— Start of DOCUMENT EXCERPT —
Great. From what period, and in what context? Imperial armory? Random find?

3. Art-historical similarity.
One can chose to blow off the uncanny similarity between a wire looping through plates and corded plates.


I have blown this off because it's a non-argument: art-historical sources, precisely because they are indistinguishable, don't tell us anything about that specific question.

4. Does Fluting dictate attachment?
One can choose to blow off the fact that fluted lamellar plates (in which the flutes look like cords in artwork) have been found from Russian to Byzantium to Central Europe.


Similarly, we have caches of plates, some fluted, some not. Do those caches of plates, presumably for repairs and/or later construction of armors, also include caches of wire, for same? If not, then the assumption that the presence of a fluted plate dictates the use of wire staples, is just that, and an excursion into the "either/or" fallacy.

Indeed, given the factual existence of corded lamellar in the Russian context, there is nothing to say that plates which would have been stapled in Byzantium might not have been purchased, transported, and assembled using lacing in Chernigov or Suzdal.

5. Technological and Technological vs. Economic arguments.
[5a]And if it was used in these great numbers as some would believe, why wouldnt rings or staples (which are made of wire...just as mail is) be used to connect the plates during the age of wire armour? [5b]Given the lack of genuinely medieval lamellar (widespread) I would argue that supporting the organic cord approach is failure to acknowledge the technological status of the day. Its almost an anachronism itself.


5a. Wire clearly has two advantages over leather lacing:
1. It is presumably harder to cut through in a fight.
— End of DOCUMENT EXCERPT —
— Start of PROVIDED RECORDS —
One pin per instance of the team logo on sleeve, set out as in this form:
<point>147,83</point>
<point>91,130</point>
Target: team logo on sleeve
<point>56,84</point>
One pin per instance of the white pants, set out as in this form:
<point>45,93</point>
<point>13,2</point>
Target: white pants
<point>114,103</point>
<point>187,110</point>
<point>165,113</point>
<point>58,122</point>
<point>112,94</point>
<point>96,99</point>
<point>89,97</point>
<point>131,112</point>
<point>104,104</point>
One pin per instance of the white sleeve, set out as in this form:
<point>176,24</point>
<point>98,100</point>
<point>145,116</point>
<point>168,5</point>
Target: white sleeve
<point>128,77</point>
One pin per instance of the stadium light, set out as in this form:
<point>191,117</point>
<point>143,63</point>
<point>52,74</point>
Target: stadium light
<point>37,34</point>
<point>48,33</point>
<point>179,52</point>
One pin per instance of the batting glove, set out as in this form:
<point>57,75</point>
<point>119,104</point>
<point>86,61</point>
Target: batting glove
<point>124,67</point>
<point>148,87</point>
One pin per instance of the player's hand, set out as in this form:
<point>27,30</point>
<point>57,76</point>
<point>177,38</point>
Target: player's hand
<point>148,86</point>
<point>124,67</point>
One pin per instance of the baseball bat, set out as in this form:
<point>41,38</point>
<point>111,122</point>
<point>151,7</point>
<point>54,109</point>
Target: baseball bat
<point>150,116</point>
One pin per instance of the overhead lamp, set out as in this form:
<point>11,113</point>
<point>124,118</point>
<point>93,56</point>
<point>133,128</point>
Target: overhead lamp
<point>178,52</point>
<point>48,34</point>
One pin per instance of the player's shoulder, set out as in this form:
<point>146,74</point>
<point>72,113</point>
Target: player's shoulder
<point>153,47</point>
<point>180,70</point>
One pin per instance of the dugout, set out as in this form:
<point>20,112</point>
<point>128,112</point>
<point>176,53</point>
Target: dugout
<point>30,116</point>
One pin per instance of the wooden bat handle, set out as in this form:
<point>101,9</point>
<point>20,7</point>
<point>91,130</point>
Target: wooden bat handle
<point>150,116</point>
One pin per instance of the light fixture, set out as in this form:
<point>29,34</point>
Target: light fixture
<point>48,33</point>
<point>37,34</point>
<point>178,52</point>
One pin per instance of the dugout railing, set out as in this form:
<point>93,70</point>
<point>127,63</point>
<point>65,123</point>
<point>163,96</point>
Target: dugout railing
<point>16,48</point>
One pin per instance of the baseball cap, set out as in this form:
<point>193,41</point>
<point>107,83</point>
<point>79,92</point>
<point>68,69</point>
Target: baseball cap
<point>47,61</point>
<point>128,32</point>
— End of PROVIDED RECORDS —
REQUIREMENTS.
**a)** Decide whether each statement agrees with the lamellar armor text, and answer yes or no with the deciding words quoted: (i) the writer holds that art-historical sources can settle whether plates were joined by wire or by cord; (ii) the writer states that corded lamellar factually existed in the Russian context; (iii) the first advantage given for wire over leather lacing is that it is presumably harder to cut through in a fight.
**b)** List every place named in the lamellar armor text, leaving out anything referred to with the word "Russian".

OUTPUTS IN ORDER.
**a)**
(i) No: "art-historical sources, precisely because they are indistinguishable, don't tell us anything about that specific question."
(ii) Yes: "given the factual existence of corded lamellar in the Russian context"
(iii) Yes: "It is presumably harder to cut through in a fight."

**b)** Byzantium, Central Europe, Chernigov, Suzdal